Raw records:
--------------------------------

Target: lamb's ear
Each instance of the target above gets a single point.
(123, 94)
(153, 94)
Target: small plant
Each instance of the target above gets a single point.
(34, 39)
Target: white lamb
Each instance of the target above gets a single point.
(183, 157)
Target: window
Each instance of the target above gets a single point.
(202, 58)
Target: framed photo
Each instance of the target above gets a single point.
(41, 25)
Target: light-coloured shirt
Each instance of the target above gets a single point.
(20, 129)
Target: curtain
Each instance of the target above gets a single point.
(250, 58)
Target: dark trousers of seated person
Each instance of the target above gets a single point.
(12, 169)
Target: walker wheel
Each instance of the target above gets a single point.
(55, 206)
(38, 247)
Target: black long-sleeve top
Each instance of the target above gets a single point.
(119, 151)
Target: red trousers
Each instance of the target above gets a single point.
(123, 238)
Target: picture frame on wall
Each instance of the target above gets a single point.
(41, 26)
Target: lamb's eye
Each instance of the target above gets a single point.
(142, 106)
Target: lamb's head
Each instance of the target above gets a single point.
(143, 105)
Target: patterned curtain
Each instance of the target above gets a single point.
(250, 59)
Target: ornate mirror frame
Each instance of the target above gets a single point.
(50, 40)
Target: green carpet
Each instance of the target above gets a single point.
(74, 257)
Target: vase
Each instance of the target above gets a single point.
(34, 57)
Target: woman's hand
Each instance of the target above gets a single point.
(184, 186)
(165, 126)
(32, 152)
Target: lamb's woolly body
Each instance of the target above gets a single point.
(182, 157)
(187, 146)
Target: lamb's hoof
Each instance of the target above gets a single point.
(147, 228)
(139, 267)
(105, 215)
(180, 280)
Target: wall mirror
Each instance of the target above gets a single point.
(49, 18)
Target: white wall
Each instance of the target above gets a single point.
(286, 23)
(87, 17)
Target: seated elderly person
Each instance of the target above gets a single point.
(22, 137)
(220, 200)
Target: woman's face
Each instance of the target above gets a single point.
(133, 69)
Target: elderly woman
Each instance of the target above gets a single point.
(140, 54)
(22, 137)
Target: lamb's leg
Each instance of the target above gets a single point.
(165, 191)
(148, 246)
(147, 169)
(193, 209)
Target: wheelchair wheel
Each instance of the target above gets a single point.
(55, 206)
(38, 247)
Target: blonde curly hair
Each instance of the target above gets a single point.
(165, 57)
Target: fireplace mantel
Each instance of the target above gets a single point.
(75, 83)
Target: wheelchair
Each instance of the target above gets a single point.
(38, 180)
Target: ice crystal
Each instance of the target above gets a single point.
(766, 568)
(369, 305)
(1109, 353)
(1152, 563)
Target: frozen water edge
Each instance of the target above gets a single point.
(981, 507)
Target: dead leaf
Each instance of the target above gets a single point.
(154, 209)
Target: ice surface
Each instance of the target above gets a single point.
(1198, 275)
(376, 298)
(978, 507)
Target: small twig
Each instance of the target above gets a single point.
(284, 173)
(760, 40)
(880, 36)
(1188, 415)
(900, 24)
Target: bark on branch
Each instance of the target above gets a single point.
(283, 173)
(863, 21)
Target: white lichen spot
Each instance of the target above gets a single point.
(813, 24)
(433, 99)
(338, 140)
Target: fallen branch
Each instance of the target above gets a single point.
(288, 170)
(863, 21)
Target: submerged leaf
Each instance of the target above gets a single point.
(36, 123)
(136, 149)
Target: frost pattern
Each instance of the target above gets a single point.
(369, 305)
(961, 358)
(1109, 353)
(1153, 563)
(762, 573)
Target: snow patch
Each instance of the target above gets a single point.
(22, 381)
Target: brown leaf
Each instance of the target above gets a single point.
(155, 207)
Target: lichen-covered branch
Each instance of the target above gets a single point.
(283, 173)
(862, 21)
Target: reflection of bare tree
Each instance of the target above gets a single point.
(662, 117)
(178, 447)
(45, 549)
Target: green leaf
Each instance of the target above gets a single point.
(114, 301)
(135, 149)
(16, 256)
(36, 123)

--------------------------------

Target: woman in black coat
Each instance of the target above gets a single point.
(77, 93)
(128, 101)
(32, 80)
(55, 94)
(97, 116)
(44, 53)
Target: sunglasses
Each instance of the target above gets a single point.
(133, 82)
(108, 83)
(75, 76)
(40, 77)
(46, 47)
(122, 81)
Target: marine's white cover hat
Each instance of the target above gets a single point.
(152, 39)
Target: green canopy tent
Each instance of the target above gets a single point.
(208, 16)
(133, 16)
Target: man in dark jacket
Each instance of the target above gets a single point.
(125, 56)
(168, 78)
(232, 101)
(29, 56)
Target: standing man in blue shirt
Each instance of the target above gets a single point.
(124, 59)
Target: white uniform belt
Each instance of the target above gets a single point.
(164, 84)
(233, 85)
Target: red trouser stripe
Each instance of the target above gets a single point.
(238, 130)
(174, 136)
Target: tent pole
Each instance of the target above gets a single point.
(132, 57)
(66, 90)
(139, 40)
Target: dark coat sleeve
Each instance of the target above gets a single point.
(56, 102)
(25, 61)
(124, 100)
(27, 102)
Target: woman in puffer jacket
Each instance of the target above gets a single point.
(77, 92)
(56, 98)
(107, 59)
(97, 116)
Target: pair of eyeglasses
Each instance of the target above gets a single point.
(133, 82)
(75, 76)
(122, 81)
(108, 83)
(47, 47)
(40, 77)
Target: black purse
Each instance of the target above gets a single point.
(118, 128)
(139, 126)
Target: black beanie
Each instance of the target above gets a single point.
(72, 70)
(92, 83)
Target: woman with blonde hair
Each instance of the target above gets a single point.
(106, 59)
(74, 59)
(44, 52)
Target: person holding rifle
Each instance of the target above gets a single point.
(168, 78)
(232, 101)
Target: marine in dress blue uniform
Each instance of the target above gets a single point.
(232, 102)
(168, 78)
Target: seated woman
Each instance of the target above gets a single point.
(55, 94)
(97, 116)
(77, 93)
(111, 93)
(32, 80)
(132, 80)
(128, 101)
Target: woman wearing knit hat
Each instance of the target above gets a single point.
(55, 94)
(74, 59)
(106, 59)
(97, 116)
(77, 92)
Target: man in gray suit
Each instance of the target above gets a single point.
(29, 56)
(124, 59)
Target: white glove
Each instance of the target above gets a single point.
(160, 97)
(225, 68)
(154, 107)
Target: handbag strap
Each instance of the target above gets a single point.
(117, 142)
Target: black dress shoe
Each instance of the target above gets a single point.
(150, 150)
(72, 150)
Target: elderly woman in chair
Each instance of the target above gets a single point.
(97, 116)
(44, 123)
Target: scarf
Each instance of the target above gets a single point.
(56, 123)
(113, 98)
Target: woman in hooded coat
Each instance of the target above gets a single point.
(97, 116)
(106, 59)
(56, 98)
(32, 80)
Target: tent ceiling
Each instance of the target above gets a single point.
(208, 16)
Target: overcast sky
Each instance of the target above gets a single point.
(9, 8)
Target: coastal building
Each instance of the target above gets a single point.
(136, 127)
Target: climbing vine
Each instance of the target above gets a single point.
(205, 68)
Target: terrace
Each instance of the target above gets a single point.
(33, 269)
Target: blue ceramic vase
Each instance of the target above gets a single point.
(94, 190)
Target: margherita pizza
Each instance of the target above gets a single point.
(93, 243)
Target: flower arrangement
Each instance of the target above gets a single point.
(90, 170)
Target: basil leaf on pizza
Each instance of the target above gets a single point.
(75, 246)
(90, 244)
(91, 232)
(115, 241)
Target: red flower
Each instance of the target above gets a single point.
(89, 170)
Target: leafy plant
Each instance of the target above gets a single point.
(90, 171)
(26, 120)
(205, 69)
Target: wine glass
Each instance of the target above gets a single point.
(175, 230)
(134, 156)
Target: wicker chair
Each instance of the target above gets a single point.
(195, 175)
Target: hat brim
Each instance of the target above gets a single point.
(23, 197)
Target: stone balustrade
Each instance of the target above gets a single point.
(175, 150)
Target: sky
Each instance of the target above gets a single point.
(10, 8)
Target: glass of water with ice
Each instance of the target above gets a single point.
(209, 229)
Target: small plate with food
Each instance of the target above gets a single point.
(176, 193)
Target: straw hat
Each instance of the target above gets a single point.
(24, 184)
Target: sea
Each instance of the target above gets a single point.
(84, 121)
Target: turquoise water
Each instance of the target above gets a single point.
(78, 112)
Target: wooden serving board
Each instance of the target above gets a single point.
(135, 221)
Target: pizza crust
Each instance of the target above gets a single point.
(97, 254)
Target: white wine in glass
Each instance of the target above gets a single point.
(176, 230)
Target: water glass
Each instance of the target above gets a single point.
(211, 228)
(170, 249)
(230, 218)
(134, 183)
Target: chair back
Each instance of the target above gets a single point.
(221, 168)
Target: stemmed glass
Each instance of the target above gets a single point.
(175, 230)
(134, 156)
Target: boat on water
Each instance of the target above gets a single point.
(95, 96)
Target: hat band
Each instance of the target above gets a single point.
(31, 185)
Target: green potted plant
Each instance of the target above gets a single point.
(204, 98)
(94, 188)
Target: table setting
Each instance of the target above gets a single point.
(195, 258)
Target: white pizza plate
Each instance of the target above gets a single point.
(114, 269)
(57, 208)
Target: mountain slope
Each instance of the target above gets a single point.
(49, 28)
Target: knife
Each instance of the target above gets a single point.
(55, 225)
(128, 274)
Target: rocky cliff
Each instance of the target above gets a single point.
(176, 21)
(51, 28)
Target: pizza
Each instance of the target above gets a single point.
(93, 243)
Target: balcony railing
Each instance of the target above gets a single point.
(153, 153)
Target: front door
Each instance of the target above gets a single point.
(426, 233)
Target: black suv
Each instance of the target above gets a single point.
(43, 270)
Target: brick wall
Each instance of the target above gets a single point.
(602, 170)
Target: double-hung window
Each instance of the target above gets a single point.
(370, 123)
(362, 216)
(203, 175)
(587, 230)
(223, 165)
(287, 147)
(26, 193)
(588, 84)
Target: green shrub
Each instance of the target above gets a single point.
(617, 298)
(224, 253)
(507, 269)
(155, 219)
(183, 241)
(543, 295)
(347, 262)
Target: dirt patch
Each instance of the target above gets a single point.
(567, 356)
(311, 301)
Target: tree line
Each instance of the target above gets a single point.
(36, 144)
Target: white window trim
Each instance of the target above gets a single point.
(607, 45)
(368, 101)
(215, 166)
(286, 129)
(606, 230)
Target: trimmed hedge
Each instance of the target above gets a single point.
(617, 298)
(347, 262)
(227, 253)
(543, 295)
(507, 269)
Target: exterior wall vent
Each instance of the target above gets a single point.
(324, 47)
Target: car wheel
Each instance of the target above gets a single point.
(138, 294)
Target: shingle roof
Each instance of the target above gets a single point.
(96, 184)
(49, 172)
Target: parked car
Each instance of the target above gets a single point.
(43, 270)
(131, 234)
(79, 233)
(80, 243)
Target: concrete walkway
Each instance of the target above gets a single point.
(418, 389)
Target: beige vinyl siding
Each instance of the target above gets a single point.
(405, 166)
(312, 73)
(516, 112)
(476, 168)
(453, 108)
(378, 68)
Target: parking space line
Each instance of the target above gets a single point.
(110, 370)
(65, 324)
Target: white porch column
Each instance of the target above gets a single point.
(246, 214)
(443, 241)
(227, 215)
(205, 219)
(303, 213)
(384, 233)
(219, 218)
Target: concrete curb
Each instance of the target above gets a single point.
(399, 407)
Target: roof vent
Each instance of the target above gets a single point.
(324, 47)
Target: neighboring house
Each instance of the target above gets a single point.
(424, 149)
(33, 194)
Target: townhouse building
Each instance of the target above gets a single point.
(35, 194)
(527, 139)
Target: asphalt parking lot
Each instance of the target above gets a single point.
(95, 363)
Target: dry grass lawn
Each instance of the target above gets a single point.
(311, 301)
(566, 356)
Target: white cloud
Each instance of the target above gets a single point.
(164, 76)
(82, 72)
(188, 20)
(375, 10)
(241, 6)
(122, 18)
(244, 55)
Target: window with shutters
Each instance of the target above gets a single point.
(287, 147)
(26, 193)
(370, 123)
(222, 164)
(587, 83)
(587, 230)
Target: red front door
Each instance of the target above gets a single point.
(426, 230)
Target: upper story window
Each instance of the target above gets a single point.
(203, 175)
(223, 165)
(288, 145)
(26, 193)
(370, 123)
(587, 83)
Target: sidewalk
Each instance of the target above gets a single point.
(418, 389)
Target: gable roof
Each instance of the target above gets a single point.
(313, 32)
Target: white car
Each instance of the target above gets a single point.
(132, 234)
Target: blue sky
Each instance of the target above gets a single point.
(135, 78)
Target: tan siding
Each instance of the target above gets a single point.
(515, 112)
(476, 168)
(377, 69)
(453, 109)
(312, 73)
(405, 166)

--------------------------------

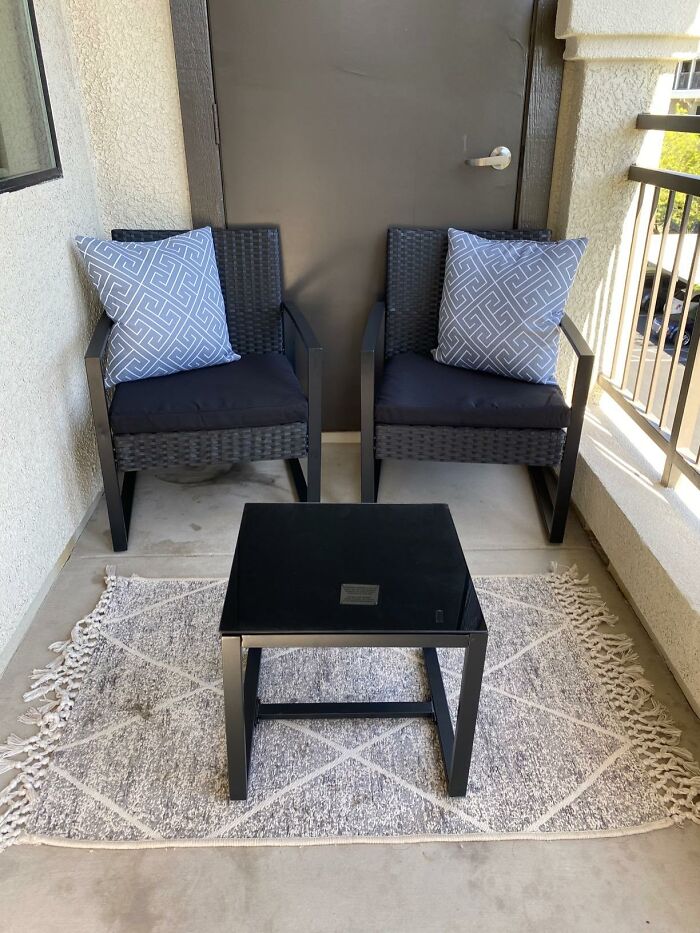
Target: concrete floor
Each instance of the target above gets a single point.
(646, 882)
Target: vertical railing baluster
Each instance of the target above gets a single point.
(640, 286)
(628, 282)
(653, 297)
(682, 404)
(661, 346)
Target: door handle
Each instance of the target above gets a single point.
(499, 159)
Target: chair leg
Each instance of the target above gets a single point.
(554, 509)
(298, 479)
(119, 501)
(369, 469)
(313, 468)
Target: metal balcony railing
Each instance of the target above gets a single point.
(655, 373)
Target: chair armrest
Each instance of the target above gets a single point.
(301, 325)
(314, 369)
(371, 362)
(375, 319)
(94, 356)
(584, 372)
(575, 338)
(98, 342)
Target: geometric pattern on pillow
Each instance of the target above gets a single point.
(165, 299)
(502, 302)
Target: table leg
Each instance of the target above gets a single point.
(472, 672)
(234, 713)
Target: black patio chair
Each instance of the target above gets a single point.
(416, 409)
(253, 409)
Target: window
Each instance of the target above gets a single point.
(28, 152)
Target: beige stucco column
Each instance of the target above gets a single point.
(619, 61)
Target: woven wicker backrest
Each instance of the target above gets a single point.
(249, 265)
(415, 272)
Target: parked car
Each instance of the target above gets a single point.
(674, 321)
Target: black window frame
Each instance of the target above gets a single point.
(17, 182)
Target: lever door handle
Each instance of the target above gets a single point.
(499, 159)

--------------------------------

Objective: Pick out each line in the records that contains the word "concrete", and copy those lines.

Response below:
Target: concrete walkway
Target: concrete curb
Target: concrete floor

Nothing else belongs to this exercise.